* _Written request_:
Print the listing below verbatim, with no line left out or changed.

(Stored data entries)

══════════

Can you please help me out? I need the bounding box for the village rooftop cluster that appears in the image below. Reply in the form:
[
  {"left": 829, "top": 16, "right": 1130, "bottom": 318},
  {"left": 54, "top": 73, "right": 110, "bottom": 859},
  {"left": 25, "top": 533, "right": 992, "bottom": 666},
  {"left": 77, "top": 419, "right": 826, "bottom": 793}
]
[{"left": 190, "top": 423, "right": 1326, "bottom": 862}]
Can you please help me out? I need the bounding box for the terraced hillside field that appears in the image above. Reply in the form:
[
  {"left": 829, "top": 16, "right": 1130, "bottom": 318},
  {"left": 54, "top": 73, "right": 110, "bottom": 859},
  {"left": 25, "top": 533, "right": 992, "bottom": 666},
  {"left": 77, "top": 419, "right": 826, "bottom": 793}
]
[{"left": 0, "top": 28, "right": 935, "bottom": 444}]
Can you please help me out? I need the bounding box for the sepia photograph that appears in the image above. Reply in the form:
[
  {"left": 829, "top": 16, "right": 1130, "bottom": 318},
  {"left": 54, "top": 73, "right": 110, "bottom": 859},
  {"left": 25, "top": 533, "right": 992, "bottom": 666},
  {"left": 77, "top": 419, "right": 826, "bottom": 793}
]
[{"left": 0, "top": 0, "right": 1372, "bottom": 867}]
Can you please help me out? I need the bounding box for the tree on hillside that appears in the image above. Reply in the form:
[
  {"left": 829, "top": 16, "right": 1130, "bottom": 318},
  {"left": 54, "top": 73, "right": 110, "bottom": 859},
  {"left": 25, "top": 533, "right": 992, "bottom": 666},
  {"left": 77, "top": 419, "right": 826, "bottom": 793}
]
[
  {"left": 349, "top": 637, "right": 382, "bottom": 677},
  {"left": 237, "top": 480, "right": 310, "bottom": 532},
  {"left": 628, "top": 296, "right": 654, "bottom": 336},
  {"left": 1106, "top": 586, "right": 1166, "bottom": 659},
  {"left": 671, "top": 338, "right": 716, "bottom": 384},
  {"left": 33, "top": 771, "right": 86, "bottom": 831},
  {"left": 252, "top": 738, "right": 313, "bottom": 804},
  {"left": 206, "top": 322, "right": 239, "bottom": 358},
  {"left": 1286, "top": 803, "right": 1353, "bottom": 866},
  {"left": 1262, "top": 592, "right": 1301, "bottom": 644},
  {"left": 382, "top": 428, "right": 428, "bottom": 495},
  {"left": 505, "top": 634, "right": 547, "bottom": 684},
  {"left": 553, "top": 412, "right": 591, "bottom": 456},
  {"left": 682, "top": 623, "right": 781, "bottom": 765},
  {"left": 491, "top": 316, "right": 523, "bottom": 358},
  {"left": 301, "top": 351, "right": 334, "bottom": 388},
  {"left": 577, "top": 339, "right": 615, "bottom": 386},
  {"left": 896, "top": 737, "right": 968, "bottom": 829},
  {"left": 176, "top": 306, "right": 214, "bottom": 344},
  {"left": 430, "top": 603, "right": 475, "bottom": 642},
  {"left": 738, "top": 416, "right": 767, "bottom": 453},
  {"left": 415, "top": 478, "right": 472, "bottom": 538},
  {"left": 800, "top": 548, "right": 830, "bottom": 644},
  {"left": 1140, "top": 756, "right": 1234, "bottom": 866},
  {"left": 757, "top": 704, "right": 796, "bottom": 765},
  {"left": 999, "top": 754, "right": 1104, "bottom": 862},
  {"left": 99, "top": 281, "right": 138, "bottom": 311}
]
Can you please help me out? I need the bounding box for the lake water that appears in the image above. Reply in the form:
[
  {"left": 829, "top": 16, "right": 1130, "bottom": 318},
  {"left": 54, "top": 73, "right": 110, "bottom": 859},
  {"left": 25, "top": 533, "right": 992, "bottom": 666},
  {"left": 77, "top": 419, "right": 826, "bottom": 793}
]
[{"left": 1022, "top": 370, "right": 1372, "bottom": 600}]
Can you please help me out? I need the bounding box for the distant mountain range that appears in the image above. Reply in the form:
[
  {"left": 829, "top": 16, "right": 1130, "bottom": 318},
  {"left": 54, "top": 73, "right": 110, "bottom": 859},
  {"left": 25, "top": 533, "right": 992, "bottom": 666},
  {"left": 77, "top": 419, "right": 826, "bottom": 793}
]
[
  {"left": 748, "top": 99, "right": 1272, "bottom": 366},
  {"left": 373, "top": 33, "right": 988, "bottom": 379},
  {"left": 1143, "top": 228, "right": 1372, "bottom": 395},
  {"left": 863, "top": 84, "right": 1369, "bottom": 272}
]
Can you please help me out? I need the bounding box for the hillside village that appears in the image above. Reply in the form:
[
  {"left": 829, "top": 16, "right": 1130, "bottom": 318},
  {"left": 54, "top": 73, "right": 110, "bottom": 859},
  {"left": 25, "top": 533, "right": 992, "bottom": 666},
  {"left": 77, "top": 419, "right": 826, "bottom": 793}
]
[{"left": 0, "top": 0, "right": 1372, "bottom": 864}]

══════════

* _Full answer_:
Can you please help me out? I need the bounding box for the village rooftop cluster that appears in the image below. Reply in the form:
[
  {"left": 829, "top": 16, "right": 1130, "bottom": 318},
  {"left": 54, "top": 73, "right": 110, "bottom": 859},
  {"left": 25, "top": 533, "right": 992, "bottom": 666},
  {"left": 77, "top": 419, "right": 826, "bottom": 793}
]
[{"left": 190, "top": 423, "right": 1326, "bottom": 862}]
Can you please help me out? I need the bounding box for the terraced hillside field that appears in the image above. Reply in the form:
[
  {"left": 829, "top": 16, "right": 1130, "bottom": 318},
  {"left": 54, "top": 73, "right": 110, "bottom": 859},
  {"left": 25, "top": 533, "right": 992, "bottom": 666},
  {"left": 77, "top": 419, "right": 826, "bottom": 793}
]
[{"left": 0, "top": 28, "right": 935, "bottom": 444}]
Can you please help me out? I need the bounding box for the sepia photograph that appears in the image above. Reply in the form:
[
  {"left": 829, "top": 16, "right": 1130, "bottom": 318},
  {"left": 54, "top": 73, "right": 110, "bottom": 859},
  {"left": 25, "top": 533, "right": 992, "bottom": 666},
  {"left": 77, "top": 419, "right": 826, "bottom": 793}
]
[{"left": 0, "top": 0, "right": 1372, "bottom": 867}]
Can you please help me out? I need the bounding box for the tree on hillside that appears in the image above. Reply in the form:
[
  {"left": 829, "top": 16, "right": 1130, "bottom": 318},
  {"left": 54, "top": 73, "right": 110, "bottom": 859},
  {"left": 25, "top": 533, "right": 992, "bottom": 666},
  {"left": 77, "top": 419, "right": 826, "bottom": 793}
]
[
  {"left": 349, "top": 637, "right": 382, "bottom": 677},
  {"left": 237, "top": 480, "right": 310, "bottom": 532},
  {"left": 628, "top": 296, "right": 654, "bottom": 336},
  {"left": 1106, "top": 586, "right": 1166, "bottom": 659},
  {"left": 671, "top": 338, "right": 716, "bottom": 384},
  {"left": 33, "top": 771, "right": 86, "bottom": 831},
  {"left": 252, "top": 738, "right": 313, "bottom": 804},
  {"left": 206, "top": 322, "right": 239, "bottom": 358},
  {"left": 1286, "top": 803, "right": 1353, "bottom": 866},
  {"left": 1262, "top": 592, "right": 1301, "bottom": 644},
  {"left": 382, "top": 428, "right": 428, "bottom": 495},
  {"left": 505, "top": 634, "right": 547, "bottom": 684},
  {"left": 553, "top": 412, "right": 591, "bottom": 456},
  {"left": 682, "top": 623, "right": 781, "bottom": 765},
  {"left": 491, "top": 316, "right": 523, "bottom": 358},
  {"left": 301, "top": 351, "right": 334, "bottom": 388},
  {"left": 577, "top": 339, "right": 615, "bottom": 386},
  {"left": 896, "top": 737, "right": 968, "bottom": 829},
  {"left": 176, "top": 306, "right": 214, "bottom": 344},
  {"left": 430, "top": 603, "right": 475, "bottom": 642},
  {"left": 738, "top": 416, "right": 767, "bottom": 453},
  {"left": 415, "top": 478, "right": 472, "bottom": 538},
  {"left": 800, "top": 548, "right": 830, "bottom": 644},
  {"left": 1140, "top": 756, "right": 1234, "bottom": 866},
  {"left": 757, "top": 704, "right": 796, "bottom": 765},
  {"left": 999, "top": 754, "right": 1104, "bottom": 862},
  {"left": 99, "top": 281, "right": 138, "bottom": 311}
]
Can you please help me out? I need the bounding box for the lake water that appears in the image above. Reply in the form:
[
  {"left": 829, "top": 16, "right": 1130, "bottom": 318},
  {"left": 54, "top": 73, "right": 110, "bottom": 859},
  {"left": 25, "top": 533, "right": 992, "bottom": 666},
  {"left": 77, "top": 419, "right": 826, "bottom": 793}
]
[{"left": 1022, "top": 370, "right": 1372, "bottom": 600}]
Can you please help me out? I need the bounding box for the distant mountain range that appears in the image above. Reply in the form:
[
  {"left": 829, "top": 16, "right": 1130, "bottom": 318},
  {"left": 54, "top": 73, "right": 110, "bottom": 859},
  {"left": 25, "top": 533, "right": 992, "bottom": 666},
  {"left": 77, "top": 419, "right": 826, "bottom": 793}
]
[
  {"left": 748, "top": 99, "right": 1272, "bottom": 366},
  {"left": 373, "top": 33, "right": 988, "bottom": 379},
  {"left": 1143, "top": 228, "right": 1372, "bottom": 395},
  {"left": 863, "top": 84, "right": 1369, "bottom": 272}
]
Can you please help me out? I need the bounding box for the hillside village that appears in the image above. Reply in the form:
[
  {"left": 829, "top": 16, "right": 1130, "bottom": 318},
  {"left": 54, "top": 73, "right": 110, "bottom": 859},
  {"left": 25, "top": 533, "right": 992, "bottom": 666},
  {"left": 77, "top": 419, "right": 826, "bottom": 793}
]
[{"left": 0, "top": 0, "right": 1372, "bottom": 864}]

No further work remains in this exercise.